СПИСОК ЗАДАНИЙ
[a] Как, согласно распоряжению императрицы Екатерины в отрывке об отчествах, следовало писать лиц от шестого до восьмого классов включительно?
[b] Напишите продолжение отрывка об отчествах, начав сразу после его последнего предложения.

ЦИТИРУЕМЫЙ ОТРЫВОК
§ §
Старославянское окончание «ич» обратилось в исходе XVI века в особую чрезвычайную награду, так как сам государь указывал, кого следует писать с «вичем». Первые такого рода награды встречаются со времени упрочения московского единовластия. Продолжались же они и при царе Петре, который в 1697 году дозволил князю Якову Федоровичу Долгорукову писаться с «вичем», а в 1700 году пожаловал такою же милостью и именитого человека Григория Строгонова.
В Великом Новгороде, до подчинения его Москве, удерживалась старинная славянская форма родовых прозваний в виде полного отчества, но Москва сокращала их по-своему, желая принизить «величавых мужей» новгородских. То же было и в Пскове, где в начале XVI столетия являлись, между прочим, следующие боярские фамилии: Строиловичи, Казачковичи, Дойниковичи, Райгуловичи, Ледовичи и Люшковичи, обратившиеся под влиянием Москвы в Стройловых, Казачковых, Дойниковых, Райгуловых, Ледовых и Лютиковых.
В царствование императрицы Екатерины был составлен список тех весьма немногих, впрочем, лиц, которых в правительственных бумагах следовало писать с «вичем». Когда же при печатании «чиновной росписи» возник общий вопрос, как в этом случае поступить с отчествами, то в ответ на это последовало такое распоряжение государыни: особ первых пяти классов писать полным отчеством; лиц от шестого до восьмого классов включительно – полуотчеством, а всех остальных – без отчества, только по именам.
Обыкновенно фамильные окончания на «ев», «ов» и «ин» считаются у нас признаком русской или, точнее говоря, великорусской народности. Это, однако, очень ошибочно уже потому, что таким же признаком отличаются все цыганские родовые прозвания, большинство татарских и весьма много еврейских. Однако после сказанного нами нельзя, как кажется, не признать, что указанные окончания, как установившиеся «административным порядком», не имеют вовсе такого значения, какое им обыкновенно придается, и что существующие с этими окончаниями фамилии сложились, собственно, по образцам, преподанным московскими дьяками и приказами.
Сам же великорусский народ удержал, как мы заметили выше, доныне старинный обычай, и среди него ни один простолюдин не окликнет и не назовет другого ни Ивановым, ни Харитоновым, ни Пахомовым, а назовет его Иванычем, Харитонычем, Пахомычем, если только он не пожелает принизить перед собою в зове или в разговоре того, к кому он обращается. Народ наш доныне сознает истинный смысл старомосковской выдумки. Так, например, по освобождении крестьян из крепостной зависимости они стали называть свою братию с «вичем».
§ §
Строки набора данных для указания на объекты:
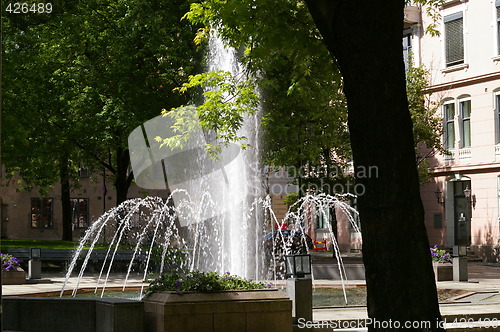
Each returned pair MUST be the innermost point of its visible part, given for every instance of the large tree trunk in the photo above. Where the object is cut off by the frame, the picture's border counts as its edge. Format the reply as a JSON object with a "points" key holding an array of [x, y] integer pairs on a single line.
{"points": [[365, 38], [67, 234]]}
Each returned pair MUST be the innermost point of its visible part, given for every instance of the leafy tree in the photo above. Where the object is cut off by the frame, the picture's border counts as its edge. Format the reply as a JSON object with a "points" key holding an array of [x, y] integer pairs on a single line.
{"points": [[381, 134], [364, 40], [427, 126]]}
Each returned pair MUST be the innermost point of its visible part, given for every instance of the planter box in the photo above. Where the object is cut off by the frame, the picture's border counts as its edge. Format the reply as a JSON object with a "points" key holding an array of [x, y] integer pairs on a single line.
{"points": [[17, 277], [254, 310], [443, 271]]}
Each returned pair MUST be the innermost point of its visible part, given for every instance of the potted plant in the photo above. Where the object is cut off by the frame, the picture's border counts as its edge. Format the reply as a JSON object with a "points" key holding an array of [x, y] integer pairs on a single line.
{"points": [[441, 262], [12, 273], [206, 301]]}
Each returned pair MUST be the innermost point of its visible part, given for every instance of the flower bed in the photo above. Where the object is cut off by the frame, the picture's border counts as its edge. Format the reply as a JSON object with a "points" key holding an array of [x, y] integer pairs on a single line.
{"points": [[199, 301], [12, 274]]}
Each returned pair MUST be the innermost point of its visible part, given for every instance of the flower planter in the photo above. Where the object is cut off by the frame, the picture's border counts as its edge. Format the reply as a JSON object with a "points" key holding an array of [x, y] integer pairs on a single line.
{"points": [[15, 277], [252, 310], [443, 271]]}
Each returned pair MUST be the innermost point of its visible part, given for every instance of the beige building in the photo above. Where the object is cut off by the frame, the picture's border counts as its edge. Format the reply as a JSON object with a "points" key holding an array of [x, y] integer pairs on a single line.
{"points": [[462, 201]]}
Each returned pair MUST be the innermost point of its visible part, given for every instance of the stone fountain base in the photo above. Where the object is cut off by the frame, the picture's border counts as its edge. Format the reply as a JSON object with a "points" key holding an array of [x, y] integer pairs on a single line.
{"points": [[253, 310]]}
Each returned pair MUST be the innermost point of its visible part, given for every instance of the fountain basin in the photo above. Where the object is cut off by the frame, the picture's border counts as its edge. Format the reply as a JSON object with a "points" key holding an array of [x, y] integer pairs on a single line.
{"points": [[252, 310], [443, 271]]}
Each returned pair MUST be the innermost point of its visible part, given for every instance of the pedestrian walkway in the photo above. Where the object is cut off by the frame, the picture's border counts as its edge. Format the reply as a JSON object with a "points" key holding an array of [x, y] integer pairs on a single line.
{"points": [[52, 284]]}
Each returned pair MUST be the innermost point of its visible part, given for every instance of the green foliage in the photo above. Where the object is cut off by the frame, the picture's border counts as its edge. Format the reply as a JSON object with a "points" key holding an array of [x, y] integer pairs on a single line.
{"points": [[439, 255], [427, 126], [202, 282], [9, 262], [305, 114], [226, 100]]}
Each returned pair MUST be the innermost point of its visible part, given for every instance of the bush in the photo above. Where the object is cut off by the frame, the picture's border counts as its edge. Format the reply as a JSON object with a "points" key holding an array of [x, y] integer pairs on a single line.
{"points": [[204, 282]]}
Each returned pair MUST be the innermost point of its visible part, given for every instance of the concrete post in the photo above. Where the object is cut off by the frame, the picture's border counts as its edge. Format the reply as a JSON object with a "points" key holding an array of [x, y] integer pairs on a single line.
{"points": [[460, 272]]}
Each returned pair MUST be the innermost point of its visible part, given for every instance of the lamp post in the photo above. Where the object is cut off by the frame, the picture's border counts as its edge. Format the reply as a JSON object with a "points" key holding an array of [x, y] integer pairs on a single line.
{"points": [[299, 286], [35, 264]]}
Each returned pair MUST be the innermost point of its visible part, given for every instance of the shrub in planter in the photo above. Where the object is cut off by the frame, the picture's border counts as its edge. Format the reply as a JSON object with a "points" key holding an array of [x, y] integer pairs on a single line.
{"points": [[181, 281], [441, 261], [205, 301], [12, 274]]}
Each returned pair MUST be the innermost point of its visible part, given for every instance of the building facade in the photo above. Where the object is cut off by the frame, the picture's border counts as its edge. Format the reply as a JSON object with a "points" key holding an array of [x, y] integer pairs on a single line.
{"points": [[28, 215], [462, 200]]}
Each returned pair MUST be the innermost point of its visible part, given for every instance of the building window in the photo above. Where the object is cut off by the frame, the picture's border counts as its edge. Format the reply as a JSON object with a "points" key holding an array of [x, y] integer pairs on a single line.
{"points": [[41, 212], [323, 218], [498, 196], [465, 111], [80, 212], [354, 222], [497, 117], [449, 125], [454, 39]]}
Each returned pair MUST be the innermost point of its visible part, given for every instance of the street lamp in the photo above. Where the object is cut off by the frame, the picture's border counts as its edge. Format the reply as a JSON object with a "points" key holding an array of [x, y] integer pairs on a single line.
{"points": [[438, 194], [467, 192], [36, 253]]}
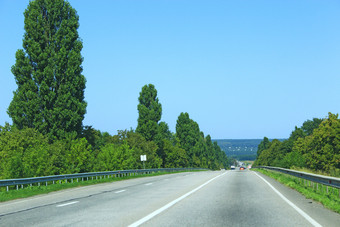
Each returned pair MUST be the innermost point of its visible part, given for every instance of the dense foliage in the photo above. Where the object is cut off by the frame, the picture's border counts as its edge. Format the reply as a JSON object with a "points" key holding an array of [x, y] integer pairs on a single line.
{"points": [[27, 152], [47, 136], [50, 93], [316, 146]]}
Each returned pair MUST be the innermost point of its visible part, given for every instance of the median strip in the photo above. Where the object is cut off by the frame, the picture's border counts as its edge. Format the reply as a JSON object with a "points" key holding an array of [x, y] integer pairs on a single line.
{"points": [[67, 204], [301, 212], [160, 210]]}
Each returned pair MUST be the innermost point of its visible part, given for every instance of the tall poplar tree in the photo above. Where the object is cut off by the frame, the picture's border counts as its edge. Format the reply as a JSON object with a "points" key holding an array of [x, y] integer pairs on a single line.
{"points": [[150, 112], [48, 71]]}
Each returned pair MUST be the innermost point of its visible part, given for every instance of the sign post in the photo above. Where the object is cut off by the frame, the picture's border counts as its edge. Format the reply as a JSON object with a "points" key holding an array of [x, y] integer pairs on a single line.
{"points": [[143, 159]]}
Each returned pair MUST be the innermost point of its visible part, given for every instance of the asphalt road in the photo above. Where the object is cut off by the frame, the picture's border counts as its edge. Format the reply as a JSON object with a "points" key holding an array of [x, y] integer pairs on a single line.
{"points": [[212, 198]]}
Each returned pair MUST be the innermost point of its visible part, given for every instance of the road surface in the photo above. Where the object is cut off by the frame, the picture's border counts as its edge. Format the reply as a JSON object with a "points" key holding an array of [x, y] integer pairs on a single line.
{"points": [[210, 198]]}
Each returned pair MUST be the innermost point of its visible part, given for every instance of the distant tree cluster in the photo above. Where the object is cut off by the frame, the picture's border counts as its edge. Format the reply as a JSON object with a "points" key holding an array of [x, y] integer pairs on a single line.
{"points": [[316, 145], [47, 136], [27, 152]]}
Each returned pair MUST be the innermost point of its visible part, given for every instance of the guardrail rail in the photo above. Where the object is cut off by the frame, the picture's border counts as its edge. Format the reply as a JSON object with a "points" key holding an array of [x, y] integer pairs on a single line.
{"points": [[82, 176], [325, 180]]}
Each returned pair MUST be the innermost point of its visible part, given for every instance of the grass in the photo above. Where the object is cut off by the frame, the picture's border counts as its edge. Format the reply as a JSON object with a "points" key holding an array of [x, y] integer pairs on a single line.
{"points": [[327, 196], [29, 191], [332, 172]]}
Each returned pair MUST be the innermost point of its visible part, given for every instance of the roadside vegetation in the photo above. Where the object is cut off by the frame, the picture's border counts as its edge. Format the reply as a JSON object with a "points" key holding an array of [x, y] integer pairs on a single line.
{"points": [[314, 147], [29, 191], [327, 196], [48, 137]]}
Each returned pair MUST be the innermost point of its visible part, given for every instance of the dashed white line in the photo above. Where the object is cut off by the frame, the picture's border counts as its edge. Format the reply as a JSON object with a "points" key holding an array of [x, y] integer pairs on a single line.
{"points": [[160, 210], [66, 204]]}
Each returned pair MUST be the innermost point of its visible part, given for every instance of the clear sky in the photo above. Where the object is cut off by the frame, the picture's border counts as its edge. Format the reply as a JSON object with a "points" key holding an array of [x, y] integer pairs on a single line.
{"points": [[241, 69]]}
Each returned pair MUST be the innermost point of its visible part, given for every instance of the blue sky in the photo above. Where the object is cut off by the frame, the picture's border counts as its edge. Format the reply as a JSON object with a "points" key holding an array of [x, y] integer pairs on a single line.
{"points": [[241, 69]]}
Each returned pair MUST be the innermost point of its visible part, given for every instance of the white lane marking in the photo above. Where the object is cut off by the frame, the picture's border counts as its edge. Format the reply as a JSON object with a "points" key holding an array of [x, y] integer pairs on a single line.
{"points": [[301, 212], [160, 210], [66, 204]]}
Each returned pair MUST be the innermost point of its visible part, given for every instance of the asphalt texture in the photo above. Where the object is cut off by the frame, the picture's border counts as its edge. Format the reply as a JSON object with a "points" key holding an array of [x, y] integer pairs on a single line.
{"points": [[210, 198]]}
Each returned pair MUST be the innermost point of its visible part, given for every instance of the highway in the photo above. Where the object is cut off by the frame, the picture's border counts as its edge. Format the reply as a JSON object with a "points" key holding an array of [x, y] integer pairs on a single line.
{"points": [[210, 198]]}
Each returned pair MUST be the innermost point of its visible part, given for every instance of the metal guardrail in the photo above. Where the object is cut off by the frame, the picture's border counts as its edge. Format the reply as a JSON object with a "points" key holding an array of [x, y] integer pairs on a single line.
{"points": [[82, 176], [329, 181]]}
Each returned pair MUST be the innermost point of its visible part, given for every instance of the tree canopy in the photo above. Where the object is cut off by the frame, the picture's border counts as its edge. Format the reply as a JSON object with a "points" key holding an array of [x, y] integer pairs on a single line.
{"points": [[48, 71], [316, 145], [150, 112]]}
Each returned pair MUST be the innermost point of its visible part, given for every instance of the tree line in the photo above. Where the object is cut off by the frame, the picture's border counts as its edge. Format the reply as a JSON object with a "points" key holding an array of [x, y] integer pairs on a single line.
{"points": [[47, 136], [315, 145]]}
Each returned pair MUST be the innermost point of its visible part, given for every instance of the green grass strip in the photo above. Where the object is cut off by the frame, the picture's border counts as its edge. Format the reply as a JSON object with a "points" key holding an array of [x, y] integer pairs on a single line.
{"points": [[310, 190], [29, 191]]}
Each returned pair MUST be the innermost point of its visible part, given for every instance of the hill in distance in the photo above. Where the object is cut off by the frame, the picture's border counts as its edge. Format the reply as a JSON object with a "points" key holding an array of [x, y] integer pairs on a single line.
{"points": [[240, 149]]}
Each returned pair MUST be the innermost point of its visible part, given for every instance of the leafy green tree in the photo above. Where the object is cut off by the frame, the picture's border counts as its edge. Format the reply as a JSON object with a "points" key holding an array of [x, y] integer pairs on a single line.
{"points": [[48, 71], [175, 157], [150, 112], [116, 157], [162, 135], [265, 144], [309, 126], [322, 148], [188, 133]]}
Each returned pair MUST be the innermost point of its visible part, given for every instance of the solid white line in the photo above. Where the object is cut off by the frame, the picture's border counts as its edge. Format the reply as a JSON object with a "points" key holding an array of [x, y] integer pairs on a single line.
{"points": [[301, 212], [66, 204], [160, 210]]}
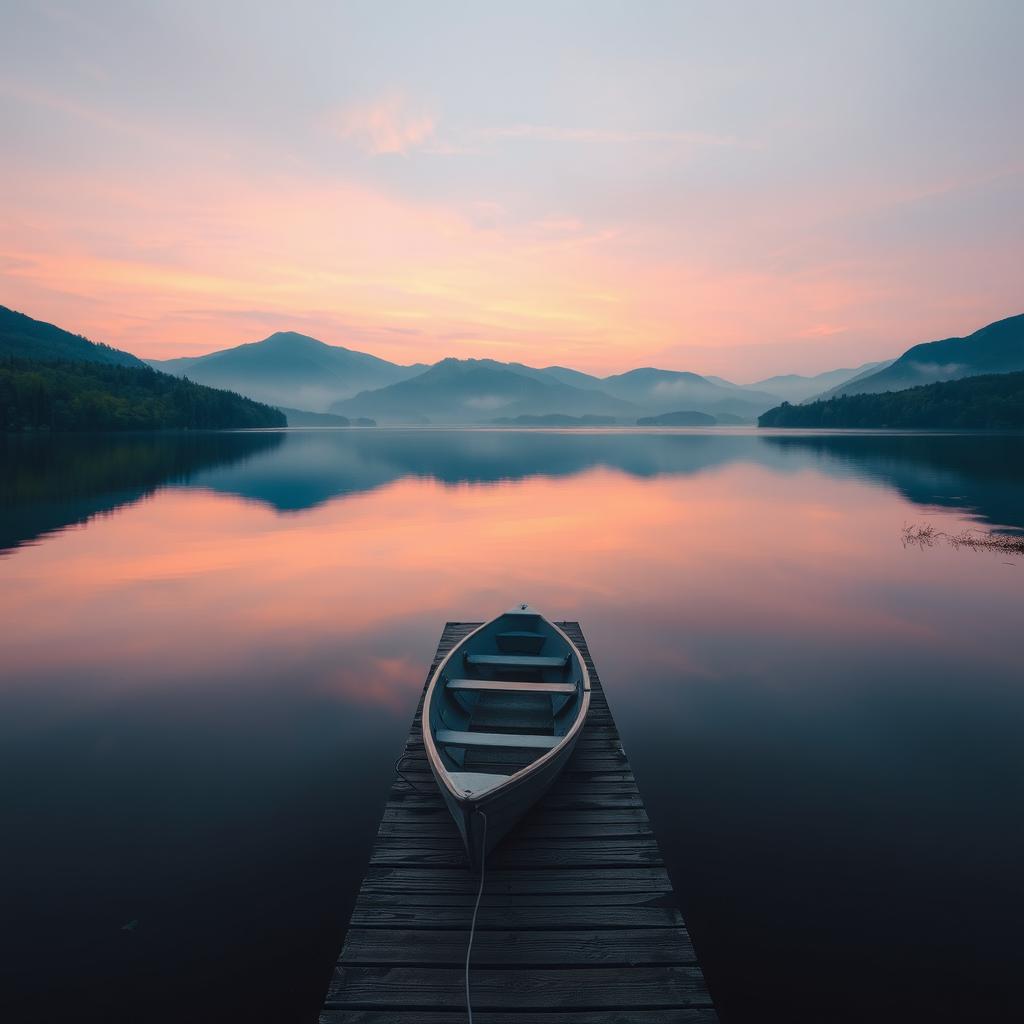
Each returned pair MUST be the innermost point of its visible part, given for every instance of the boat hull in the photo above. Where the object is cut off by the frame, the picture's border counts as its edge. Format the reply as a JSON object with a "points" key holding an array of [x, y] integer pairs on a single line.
{"points": [[484, 822], [486, 807]]}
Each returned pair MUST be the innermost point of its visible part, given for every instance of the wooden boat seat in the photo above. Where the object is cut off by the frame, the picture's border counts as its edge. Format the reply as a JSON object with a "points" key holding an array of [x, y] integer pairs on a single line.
{"points": [[510, 686], [475, 782], [452, 737], [516, 660]]}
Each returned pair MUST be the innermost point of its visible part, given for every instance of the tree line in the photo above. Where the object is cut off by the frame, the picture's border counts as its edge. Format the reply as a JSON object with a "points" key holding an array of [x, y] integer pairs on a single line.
{"points": [[59, 395], [992, 401]]}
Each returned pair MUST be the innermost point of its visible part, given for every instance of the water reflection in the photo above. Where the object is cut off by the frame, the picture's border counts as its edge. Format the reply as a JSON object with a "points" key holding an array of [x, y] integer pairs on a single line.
{"points": [[202, 695], [48, 483], [53, 482]]}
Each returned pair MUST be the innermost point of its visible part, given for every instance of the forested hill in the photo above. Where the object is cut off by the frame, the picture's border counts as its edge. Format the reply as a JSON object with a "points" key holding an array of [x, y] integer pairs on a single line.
{"points": [[61, 395], [993, 401], [26, 338]]}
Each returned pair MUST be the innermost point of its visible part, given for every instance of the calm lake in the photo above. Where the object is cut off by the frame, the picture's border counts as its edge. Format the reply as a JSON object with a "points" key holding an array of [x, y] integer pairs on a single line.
{"points": [[212, 647]]}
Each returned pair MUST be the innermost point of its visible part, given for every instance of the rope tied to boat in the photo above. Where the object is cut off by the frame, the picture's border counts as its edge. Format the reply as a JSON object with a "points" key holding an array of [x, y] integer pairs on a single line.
{"points": [[476, 907], [404, 777]]}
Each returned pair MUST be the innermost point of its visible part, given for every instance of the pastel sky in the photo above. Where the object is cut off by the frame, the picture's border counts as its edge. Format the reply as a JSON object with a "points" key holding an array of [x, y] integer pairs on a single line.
{"points": [[736, 188]]}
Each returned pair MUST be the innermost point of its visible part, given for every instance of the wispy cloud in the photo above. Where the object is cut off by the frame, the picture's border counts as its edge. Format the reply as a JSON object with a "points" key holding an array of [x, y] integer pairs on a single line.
{"points": [[387, 125], [554, 133]]}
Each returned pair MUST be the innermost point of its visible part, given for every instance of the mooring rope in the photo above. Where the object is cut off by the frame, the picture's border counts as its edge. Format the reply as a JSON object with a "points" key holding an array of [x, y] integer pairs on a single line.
{"points": [[404, 777], [476, 907]]}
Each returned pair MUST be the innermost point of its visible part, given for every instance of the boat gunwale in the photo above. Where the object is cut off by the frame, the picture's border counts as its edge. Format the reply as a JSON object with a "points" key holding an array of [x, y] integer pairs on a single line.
{"points": [[433, 756]]}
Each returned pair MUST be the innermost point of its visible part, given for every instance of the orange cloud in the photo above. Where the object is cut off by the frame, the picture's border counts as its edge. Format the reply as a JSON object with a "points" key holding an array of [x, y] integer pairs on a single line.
{"points": [[388, 125]]}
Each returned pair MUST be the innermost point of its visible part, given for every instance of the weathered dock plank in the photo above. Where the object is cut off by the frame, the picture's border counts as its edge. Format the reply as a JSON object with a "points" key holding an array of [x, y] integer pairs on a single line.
{"points": [[578, 922]]}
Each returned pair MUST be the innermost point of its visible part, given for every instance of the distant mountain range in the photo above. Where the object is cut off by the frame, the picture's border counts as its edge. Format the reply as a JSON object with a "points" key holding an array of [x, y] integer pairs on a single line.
{"points": [[290, 369], [794, 388], [304, 375], [54, 381], [997, 348]]}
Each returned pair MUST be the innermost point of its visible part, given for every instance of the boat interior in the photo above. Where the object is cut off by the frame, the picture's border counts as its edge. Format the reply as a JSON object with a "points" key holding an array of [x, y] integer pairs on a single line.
{"points": [[507, 696]]}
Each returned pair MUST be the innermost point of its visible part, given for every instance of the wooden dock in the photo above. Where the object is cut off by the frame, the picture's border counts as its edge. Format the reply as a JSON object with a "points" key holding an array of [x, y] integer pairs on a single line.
{"points": [[578, 923]]}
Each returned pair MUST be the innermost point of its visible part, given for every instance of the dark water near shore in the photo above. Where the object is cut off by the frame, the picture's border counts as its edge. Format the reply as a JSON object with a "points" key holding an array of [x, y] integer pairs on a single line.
{"points": [[212, 647]]}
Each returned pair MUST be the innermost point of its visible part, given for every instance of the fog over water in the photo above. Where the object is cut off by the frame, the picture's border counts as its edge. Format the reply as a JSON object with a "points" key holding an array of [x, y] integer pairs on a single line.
{"points": [[213, 646]]}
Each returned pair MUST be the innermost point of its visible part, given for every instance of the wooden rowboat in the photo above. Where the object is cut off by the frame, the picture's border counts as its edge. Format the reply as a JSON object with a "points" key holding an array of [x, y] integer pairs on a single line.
{"points": [[501, 718]]}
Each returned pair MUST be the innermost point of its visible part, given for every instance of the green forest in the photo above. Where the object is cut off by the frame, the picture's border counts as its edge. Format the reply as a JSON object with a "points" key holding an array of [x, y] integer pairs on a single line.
{"points": [[59, 395], [993, 401]]}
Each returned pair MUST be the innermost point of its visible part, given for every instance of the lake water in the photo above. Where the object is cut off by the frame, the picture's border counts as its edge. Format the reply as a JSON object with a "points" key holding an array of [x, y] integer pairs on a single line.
{"points": [[212, 647]]}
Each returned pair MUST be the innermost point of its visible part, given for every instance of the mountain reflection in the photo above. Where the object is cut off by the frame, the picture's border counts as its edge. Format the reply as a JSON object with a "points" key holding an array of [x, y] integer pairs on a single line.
{"points": [[975, 473], [49, 483]]}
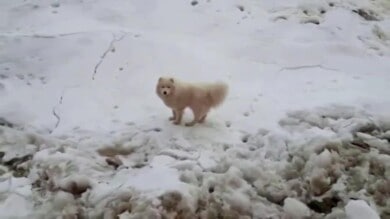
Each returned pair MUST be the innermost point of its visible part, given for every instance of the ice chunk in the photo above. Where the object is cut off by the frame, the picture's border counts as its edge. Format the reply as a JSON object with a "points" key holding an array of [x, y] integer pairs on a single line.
{"points": [[359, 209]]}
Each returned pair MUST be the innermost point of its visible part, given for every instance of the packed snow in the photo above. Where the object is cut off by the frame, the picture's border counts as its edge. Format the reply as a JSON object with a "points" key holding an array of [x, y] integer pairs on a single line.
{"points": [[303, 133]]}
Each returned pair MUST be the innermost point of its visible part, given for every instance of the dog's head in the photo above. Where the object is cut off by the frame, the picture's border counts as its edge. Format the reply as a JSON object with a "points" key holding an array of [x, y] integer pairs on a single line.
{"points": [[165, 87]]}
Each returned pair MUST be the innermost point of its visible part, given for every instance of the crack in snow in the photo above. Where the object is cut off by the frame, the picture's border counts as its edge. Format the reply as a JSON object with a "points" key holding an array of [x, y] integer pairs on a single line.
{"points": [[103, 56], [307, 66], [60, 101]]}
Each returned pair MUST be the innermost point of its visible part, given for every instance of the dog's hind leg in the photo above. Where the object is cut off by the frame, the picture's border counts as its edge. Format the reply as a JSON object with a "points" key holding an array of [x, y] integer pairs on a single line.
{"points": [[173, 117], [199, 114], [203, 118], [178, 116]]}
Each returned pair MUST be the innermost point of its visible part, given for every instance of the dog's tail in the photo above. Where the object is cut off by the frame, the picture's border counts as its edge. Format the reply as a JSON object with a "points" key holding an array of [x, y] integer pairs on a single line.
{"points": [[217, 93]]}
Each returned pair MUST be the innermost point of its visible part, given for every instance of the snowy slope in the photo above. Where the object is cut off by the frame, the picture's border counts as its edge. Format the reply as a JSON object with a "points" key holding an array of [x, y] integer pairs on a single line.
{"points": [[307, 78]]}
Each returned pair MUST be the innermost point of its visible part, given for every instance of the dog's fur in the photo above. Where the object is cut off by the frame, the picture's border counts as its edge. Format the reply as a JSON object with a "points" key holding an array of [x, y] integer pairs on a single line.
{"points": [[199, 97]]}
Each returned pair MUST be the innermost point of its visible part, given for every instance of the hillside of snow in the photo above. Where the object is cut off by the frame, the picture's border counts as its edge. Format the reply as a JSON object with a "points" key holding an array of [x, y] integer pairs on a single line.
{"points": [[303, 133]]}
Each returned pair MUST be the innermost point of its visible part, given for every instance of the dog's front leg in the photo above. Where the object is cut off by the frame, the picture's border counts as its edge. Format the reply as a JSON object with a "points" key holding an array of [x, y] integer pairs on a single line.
{"points": [[179, 115], [196, 118], [173, 117]]}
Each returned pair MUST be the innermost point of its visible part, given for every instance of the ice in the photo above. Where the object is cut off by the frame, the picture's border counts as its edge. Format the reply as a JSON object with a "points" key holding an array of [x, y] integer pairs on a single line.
{"points": [[305, 127], [359, 209], [295, 209]]}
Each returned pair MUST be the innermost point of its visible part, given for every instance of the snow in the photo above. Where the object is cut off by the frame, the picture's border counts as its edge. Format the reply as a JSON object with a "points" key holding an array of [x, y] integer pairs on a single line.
{"points": [[295, 208], [305, 126], [359, 209]]}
§ §
РЕЗУЛЬТАТЫ ВЫПОЛНЕНИЯ
[a] Полуотчеством.

[b]
Случалось так, что, например, помещик Петр Петрович, стоя на крыльце, зовет мужика: «Иван Семенов!» А крестьяне, подхватывая этот зов, изменяют его так: «Ступай сюда, Иван Семеныч! Петр Петров тебя зовет!» Им, конечно, было приятно отплачивать «преимущему» перед ними человеку таким казенным способом за свое прежнее принижение.
8
У нас обыкновенно считают фамилии на «ский», «цкий» и «ич» польскими, но это ошибочно. Во-первых, есть множество коренных русских фамилий, и даже среди великорусского православного духовенства, оканчивающихся на «ский» и «цкий». Если же среди него не встречается вовсе фамилий, оканчивающихся на «ич», то это происходит оттого, что фамилии среди духовенства, производимые от отчеств или от разных прозваний, заменявших их, употреблялись без «ич», только как полуотчество. Во-вторых, у поляков нет вовсе фамилий, оканчивающихся на «ский» или «цкий», а есть только фамилии, оканчивающиеся, согласно общим свойствам их языка, на «5ки» или «ски», т. е. без «и» краткого. В-третьих, наконец, русские фамилии, оканчивающиеся на «ский» или «цкий», пишутся так только в силу позднейшего русского правописания. В старое же время никогда, например, не писалось: Одоевский, Оболенский, Волконский, а писалось: Одоевской, Оболенской, Волконской. Таким образом, часто встречающиеся одинаковые, как у русских, так и у поляков, родовые прозвания следовало бы писать различно. Например: Островской, Красовской, Краевской, Добровольской, Залеской, Заблоцкой, Левицкой, – последние две фамилии, если они русские, правильнее писать: Заблотской и Левитской, – будут фамилии чисто русские; но те же самые фамилии, написанные: Остров-ски, Красовски, Краевски, Добровольски, Залески, Заблоцки, Левицки, будут фамилии чисто польские. Приведем еще в пример фамилию Шубинский. Написанная таким образом, она может считаться и русской, и польской. Если же она только польская, то ее следует, согласно условиям польского произношения, писать – Шубиньски; если же русская – Шубинской, а, наконец, для полнейшего ее обрусения можно перенести ударение на первый слог, и тогда выйдет Шубинской. То же самое можно сказать и о фамилии Семевски, Семевский и Семевской, Полонски, Полонский и Полонской и о многих других.
В настоящее время видимое обрусение польских фамилий производится чаще всего очень просто, а именно обращением мягкой польской буквы «п», т. е. «нь», поставленной перед окончанием «ский», в твердую. Например, написанная таким образом известная фамилия Oginski произносится по-польски Огиньски; в русском же произношении она обращается в Огинский и может явиться еще в более обруселом виде, если начать писать ее – Огинской. С своей стороны, и поляки ополячивают русские родовые прозвания очень легко применением их к польскому выговору, вследствие чего иная, вполне русская и даже православно-семинарская фамилия обращается в чисто польскую. Так, например, они пишут и выговаривают фамилию Введенской – Wiederiski – Веденьски, Воскресенской – Воскресеньски и т. д. В других случаях русская фамилия ополячивается лишь перенесением ударения с последнего слога на предпоследний; так, русская фамилия Шаховской может быть обращена в чисто польскую фамилию Шаховски.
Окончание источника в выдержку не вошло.